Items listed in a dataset
Segment Open
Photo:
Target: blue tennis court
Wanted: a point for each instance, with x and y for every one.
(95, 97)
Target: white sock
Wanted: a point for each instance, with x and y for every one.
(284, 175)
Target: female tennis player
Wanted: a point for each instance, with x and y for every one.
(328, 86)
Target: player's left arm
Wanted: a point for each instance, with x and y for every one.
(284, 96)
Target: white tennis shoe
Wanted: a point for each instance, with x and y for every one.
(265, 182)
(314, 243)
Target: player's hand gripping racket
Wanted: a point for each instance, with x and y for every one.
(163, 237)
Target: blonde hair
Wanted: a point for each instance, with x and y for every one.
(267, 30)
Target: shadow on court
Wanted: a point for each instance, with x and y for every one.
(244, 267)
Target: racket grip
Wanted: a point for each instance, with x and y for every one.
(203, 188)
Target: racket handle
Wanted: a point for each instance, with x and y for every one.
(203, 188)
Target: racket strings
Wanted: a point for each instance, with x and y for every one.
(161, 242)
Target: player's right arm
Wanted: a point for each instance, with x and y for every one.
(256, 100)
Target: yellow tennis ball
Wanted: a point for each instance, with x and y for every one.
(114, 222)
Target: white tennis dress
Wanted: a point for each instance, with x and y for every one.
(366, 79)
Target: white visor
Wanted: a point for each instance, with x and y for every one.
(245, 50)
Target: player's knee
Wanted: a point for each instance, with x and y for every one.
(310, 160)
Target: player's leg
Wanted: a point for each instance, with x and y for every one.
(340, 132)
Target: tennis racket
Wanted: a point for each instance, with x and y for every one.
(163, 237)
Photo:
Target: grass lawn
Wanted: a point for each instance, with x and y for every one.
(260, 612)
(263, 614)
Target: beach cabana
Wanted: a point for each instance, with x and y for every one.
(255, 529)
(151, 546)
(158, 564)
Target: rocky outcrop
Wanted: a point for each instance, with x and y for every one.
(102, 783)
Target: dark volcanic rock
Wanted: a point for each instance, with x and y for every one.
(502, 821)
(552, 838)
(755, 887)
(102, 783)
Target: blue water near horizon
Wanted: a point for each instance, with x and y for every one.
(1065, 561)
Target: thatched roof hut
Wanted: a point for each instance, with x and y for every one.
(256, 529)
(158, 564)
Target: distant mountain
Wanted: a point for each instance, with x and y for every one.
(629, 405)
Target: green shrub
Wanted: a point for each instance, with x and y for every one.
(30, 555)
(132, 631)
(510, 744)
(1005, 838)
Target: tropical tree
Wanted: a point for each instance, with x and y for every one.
Segment Closed
What to work on >> Retype each line of the data exactly as it reads.

Result of the task >>
Photo:
Target: blue tennis court
Wanted: a point for each instance, with x and y for every one.
(95, 97)
Target: white sock
Wanted: a point for each instance, with x and y for every one.
(284, 175)
Target: female tennis player
Wanted: a point for each instance, with x and y for every one.
(328, 86)
Target: player's left arm
Wanted: a point for each instance, with x and y for every one.
(284, 96)
Target: white tennis shoe
Wanted: a point for each instance, with x and y for every one.
(265, 182)
(314, 243)
Target: player's hand gripping racket
Wanted: a point for each instance, with x and y for every one.
(163, 237)
Target: blonde hair
Wanted: a point for each instance, with x and y for every one.
(267, 30)
Target: shadow on court
Wanted: a point for each instance, with x and y for every one.
(244, 267)
Target: racket grip
Wanted: a point for each instance, with x and y for every one.
(203, 188)
Target: racket handle
Wanted: a point for each instance, with x and y for every one.
(203, 188)
Target: racket strings
Wanted: a point for each instance, with x and y for every one.
(161, 242)
Target: player's right arm
Wanted: a point for each instance, with x and y for every one.
(256, 100)
Target: yellow tennis ball
Wanted: a point for each instance, with x and y for every one.
(114, 222)
Target: white tennis dress
Wanted: a point for each instance, with x and y for every one.
(366, 79)
Target: white visor
Wanted: a point for each instance, with x and y for every one.
(245, 50)
Target: player's knee
Wanted: a point for each instance, with x and y for every one.
(310, 160)
Target: player's leg
Wanted: a point for each instance, with x and y for every one.
(340, 132)
Target: tennis racket
Wanted: a point for each instance, with x and y for every one.
(163, 237)
Photo:
Target: grass lawn
Wanted: a point for each instance, with x and y for every one.
(260, 612)
(263, 614)
Target: beach cabana
Wanted: a point for each instance, with x and y for every one.
(255, 529)
(151, 546)
(158, 564)
Target: rocky outcrop
Wanted: a point for each instance, with x and y for every one.
(102, 783)
Target: dark volcanic rock
Wanted: a point for each instance, with x and y for every one.
(502, 821)
(552, 838)
(755, 887)
(102, 783)
Target: blue water near horizon
Wanted: a point for each instance, with x and y for every one.
(1065, 561)
Target: thatched roof hut
Wanted: a point for each instance, with x and y for every one.
(256, 529)
(158, 564)
Target: distant mountain
Wanted: a point for each instance, with x and y for every one.
(629, 405)
Target: green shrub
Wanted: a point for each instance, with x and y for every one.
(30, 555)
(132, 631)
(510, 744)
(1005, 838)
Target: tropical tree
Wanted: a point for each instance, with x and y for every one.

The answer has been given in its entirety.